:: RECORD EXTRACTS ::

◆ ◆ ◆ ◆

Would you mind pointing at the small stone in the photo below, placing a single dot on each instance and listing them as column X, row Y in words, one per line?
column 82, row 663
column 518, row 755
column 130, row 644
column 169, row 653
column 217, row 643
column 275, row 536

◆ ◆ ◆ ◆

:: DIRECTIONS ::
Copy the lines above word for word, each on its own line.

:: SOLUTION TO THIS PROBLEM ::
Would you mind pointing at the small stone in the photo below, placing a single dot on each instance and listing them as column X, row Y in words, one per line?
column 82, row 663
column 518, row 755
column 130, row 644
column 169, row 653
column 217, row 643
column 275, row 536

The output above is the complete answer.